Copy exactly the run of lines that begins at the line with "task | identify every instance of the woman's face" and ends at the final line of the entries.

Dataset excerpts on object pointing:
begin
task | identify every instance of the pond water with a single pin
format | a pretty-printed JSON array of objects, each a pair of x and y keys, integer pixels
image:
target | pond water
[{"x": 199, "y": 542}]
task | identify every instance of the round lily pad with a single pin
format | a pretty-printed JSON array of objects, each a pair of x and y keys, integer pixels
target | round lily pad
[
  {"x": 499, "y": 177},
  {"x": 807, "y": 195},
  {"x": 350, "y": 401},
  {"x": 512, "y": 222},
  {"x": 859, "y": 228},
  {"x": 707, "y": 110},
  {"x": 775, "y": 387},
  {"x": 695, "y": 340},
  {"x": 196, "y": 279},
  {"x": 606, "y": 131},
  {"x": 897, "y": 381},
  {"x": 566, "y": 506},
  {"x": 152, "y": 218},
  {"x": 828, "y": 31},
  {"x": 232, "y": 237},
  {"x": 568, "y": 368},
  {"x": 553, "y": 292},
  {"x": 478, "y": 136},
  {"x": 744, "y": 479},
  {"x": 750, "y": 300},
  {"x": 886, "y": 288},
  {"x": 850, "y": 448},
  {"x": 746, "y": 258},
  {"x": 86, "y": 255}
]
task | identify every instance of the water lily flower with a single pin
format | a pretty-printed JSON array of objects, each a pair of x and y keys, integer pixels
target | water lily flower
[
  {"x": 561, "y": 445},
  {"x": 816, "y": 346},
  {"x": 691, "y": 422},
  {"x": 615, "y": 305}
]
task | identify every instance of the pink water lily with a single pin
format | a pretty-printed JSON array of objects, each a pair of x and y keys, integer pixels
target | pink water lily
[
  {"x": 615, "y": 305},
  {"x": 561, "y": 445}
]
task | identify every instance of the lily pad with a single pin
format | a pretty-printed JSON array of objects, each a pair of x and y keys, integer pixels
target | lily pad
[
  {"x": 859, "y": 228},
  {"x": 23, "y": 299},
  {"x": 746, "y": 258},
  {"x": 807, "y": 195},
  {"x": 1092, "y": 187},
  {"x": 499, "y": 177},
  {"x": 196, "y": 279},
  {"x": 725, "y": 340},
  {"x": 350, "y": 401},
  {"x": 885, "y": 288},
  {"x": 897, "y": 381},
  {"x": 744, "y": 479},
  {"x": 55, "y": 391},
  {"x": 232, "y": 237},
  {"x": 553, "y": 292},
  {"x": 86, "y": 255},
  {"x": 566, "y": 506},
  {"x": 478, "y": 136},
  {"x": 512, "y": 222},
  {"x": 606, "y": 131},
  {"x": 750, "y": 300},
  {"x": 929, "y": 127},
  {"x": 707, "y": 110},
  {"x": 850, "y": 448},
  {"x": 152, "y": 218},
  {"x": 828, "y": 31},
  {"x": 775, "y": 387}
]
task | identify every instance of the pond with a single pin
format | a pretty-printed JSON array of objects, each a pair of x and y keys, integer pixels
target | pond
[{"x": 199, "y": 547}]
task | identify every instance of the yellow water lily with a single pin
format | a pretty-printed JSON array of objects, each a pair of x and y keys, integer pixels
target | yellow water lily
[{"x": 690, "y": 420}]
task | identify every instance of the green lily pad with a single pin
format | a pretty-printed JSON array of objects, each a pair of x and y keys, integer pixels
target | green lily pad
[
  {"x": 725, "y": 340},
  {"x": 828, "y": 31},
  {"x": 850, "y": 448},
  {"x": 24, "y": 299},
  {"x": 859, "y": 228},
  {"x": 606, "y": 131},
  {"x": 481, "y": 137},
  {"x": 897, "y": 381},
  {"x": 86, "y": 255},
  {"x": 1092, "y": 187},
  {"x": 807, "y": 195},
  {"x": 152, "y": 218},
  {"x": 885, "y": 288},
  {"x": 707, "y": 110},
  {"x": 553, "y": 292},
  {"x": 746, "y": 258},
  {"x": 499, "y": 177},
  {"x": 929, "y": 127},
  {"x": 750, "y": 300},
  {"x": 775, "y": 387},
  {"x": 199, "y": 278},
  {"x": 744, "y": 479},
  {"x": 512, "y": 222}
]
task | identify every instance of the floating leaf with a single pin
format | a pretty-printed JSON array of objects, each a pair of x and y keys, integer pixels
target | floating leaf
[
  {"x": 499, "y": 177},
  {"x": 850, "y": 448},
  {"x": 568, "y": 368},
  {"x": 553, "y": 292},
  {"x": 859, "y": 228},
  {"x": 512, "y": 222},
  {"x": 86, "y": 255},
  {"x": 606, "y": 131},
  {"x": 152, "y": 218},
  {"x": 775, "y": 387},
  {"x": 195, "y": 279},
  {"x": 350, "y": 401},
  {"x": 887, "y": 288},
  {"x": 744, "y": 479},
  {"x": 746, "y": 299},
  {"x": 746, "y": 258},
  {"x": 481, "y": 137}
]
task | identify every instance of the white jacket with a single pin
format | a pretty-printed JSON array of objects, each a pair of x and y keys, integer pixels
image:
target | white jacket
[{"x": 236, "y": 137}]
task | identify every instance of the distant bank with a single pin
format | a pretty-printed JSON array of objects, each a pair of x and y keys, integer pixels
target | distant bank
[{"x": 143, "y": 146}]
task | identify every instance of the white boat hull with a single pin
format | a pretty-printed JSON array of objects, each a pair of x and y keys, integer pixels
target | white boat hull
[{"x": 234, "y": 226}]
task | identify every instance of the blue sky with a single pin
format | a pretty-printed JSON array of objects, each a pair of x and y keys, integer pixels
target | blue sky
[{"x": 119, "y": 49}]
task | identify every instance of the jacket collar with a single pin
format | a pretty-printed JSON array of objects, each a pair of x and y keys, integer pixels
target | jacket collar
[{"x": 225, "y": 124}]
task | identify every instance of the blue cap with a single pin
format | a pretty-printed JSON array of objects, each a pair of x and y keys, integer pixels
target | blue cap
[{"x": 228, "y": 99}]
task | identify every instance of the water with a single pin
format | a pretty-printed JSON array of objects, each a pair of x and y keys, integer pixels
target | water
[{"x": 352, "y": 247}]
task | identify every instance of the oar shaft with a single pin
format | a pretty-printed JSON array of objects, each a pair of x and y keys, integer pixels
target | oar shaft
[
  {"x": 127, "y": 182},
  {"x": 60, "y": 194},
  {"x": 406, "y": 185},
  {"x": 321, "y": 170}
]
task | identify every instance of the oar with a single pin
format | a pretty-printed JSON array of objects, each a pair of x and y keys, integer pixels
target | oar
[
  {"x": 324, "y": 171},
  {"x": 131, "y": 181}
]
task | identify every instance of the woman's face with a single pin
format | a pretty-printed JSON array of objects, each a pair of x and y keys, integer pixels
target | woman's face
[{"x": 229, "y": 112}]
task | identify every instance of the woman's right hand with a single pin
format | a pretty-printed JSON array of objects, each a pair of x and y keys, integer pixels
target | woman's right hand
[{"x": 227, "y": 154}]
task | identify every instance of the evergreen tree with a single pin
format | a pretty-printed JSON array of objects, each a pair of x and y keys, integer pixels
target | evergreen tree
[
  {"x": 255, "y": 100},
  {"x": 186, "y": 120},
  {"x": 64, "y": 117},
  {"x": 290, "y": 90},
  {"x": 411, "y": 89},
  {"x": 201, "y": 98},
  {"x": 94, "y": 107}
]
end
■ Task solution
task | identify every instance of the woman's face with a single pin
format | a pretty-printed JSON array of objects, each a pair of x and y keys, integer pixels
target | woman's face
[{"x": 229, "y": 112}]
task | identify every instance of the woman's right hand with a single pin
format | a pretty-printed JSON array of objects, each a pair of x and y keys, integer pixels
target | woman's right hand
[{"x": 227, "y": 154}]
task | identify every instance of the evergreen tree with a single pin
format | a pretty-printed JSON array of objects, each a pair of x and y keys, integer pixels
target | evergreen tree
[
  {"x": 255, "y": 100},
  {"x": 186, "y": 120},
  {"x": 64, "y": 117},
  {"x": 290, "y": 90},
  {"x": 411, "y": 89},
  {"x": 201, "y": 98},
  {"x": 94, "y": 107}
]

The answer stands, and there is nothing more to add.